*To be done*
Set down every record once more, exactly as given.

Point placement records
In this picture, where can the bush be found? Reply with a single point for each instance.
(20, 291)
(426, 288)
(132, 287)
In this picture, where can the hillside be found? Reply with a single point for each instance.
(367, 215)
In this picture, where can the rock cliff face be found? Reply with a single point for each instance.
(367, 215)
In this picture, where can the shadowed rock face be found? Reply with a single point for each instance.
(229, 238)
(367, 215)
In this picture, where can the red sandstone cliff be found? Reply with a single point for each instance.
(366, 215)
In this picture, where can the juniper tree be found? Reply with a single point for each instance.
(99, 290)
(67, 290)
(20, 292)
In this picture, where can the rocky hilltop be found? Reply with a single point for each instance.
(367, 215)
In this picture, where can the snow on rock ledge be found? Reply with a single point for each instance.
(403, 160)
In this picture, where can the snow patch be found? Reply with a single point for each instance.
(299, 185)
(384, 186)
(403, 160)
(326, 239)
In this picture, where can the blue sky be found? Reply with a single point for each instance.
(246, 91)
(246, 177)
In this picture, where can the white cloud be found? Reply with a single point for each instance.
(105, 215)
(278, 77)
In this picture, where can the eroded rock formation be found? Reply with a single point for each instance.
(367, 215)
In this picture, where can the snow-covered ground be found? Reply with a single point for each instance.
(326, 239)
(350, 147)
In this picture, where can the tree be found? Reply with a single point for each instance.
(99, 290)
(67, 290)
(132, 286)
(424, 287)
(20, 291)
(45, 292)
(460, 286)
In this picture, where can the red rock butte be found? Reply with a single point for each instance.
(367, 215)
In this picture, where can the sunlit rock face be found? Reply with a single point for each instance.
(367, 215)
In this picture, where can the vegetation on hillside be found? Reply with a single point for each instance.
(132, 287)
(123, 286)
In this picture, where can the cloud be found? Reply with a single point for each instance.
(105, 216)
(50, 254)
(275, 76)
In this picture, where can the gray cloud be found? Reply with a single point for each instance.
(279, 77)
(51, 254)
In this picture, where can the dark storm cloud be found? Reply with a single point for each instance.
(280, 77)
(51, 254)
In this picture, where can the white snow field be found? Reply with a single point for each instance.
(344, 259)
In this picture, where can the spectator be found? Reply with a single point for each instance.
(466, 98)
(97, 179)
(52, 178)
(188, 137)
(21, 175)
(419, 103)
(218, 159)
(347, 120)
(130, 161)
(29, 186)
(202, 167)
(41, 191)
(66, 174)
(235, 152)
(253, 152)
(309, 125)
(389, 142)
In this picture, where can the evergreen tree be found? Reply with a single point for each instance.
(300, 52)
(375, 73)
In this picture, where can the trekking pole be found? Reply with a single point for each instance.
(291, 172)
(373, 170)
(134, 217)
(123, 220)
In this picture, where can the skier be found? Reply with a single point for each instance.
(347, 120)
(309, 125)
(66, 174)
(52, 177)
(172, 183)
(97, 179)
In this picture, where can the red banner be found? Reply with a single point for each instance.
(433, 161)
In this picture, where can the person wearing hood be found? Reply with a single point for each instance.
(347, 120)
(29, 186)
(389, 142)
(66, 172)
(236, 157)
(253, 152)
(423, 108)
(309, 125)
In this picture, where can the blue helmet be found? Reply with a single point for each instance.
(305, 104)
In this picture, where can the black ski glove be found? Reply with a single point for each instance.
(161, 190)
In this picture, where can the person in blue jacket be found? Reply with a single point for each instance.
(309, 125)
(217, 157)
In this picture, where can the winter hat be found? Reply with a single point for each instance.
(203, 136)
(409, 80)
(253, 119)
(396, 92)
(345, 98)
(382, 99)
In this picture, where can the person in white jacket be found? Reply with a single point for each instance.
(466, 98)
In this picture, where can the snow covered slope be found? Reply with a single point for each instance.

*Response to this exercise*
In this picture, where can the bush be found? Reply with a single point for each instance.
(20, 291)
(426, 288)
(132, 287)
In this picture, where can the hillside be found? Reply with a single point for each instance.
(367, 215)
In this picture, where can the rock cliff face be found? Reply with a single point for each instance.
(367, 215)
In this picture, where can the shadowed rock face be found? Reply with a single point for each instance.
(229, 238)
(367, 215)
In this picture, where can the red sandstone cliff be found? Reply with a single point for each instance.
(366, 215)
In this picture, where can the juniper tree be found? Reply with a single point for each instance.
(99, 290)
(67, 290)
(20, 292)
In this picture, where can the rocky hilltop be found? Reply with a single point for each instance.
(367, 215)
In this picture, where can the snow on rock ledge be found? Reply with a single point for each instance.
(403, 160)
In this picture, where can the snow patch be found? Reply with a single point for each instance.
(299, 185)
(384, 186)
(403, 160)
(326, 239)
In this picture, where can the blue sky be found? Reply with a single point for each instance.
(246, 91)
(246, 177)
In this picture, where can the white cloud be found? Reply with a single point for each instance.
(105, 215)
(278, 77)
In this picture, where can the eroded rock formation be found? Reply with a single point for each instance.
(367, 215)
In this picture, where can the snow-covered ground be found? Reply with a single point for each instance.
(326, 239)
(350, 147)
In this picture, where can the tree be found? Reply with a single point for each instance.
(99, 290)
(67, 290)
(132, 286)
(424, 287)
(20, 291)
(45, 292)
(460, 286)
In this picture, where can the red rock butte be found? Reply with a single point for each instance.
(367, 215)
In this picture, where can the sunlit rock face be found? Reply with a single point for each instance.
(367, 215)
In this picture, where can the vegetation on hillside be found? Reply with a single point for each instance.
(132, 287)
(123, 286)
In this picture, where can the cloud be found? Reply with a single point for each instance.
(105, 216)
(50, 254)
(275, 76)
In this picture, where can the gray cloud be found? Reply with a single point for each instance.
(279, 77)
(51, 254)
In this picture, where can the dark storm cloud be found? Reply with a single point for each instance.
(280, 77)
(51, 254)
In this picture, where can the white snow field be found? Reply with a single point for each instance.
(344, 259)
In this picture, where can the spectator be found? Reply with a single point for each instance.
(466, 98)
(97, 179)
(52, 178)
(188, 137)
(21, 175)
(419, 103)
(218, 159)
(347, 120)
(130, 161)
(29, 186)
(202, 167)
(41, 191)
(66, 174)
(235, 152)
(253, 152)
(309, 125)
(389, 142)
In this picture, where can the evergreen tree be found? Reply with a single point for each instance.
(300, 52)
(375, 73)
In this picture, where can the trekking pole be found? Reply with a single point for each instance.
(291, 172)
(373, 170)
(134, 217)
(123, 220)
In this picture, where can the skier be found? Reply with a single point for each instance.
(347, 120)
(309, 125)
(66, 174)
(52, 177)
(172, 183)
(97, 179)
In this picture, where can the red banner be found? Reply with a single point for each instance.
(433, 161)
In this picture, where can the person wearing hood be found? Reply with a single point for each instance.
(347, 120)
(29, 186)
(389, 142)
(66, 172)
(236, 157)
(253, 152)
(423, 108)
(309, 125)
In this picture, where can the blue helmet be found? Reply with a single point for each instance.
(305, 104)
In this picture, where can the black ski glove be found? Reply with a single point for each instance.
(161, 190)
In this picture, where can the person in blue jacket be found? Reply with a single point for each instance.
(309, 125)
(217, 157)
In this picture, where can the winter hat be found? Reply with a single point for each instance.
(203, 136)
(409, 80)
(253, 119)
(396, 92)
(345, 98)
(382, 99)
In this picture, where can the person in white jacket be found? Reply with a single point for each instance.
(466, 98)
In this picture, where can the snow covered slope be found? Reply with a single point for each instance.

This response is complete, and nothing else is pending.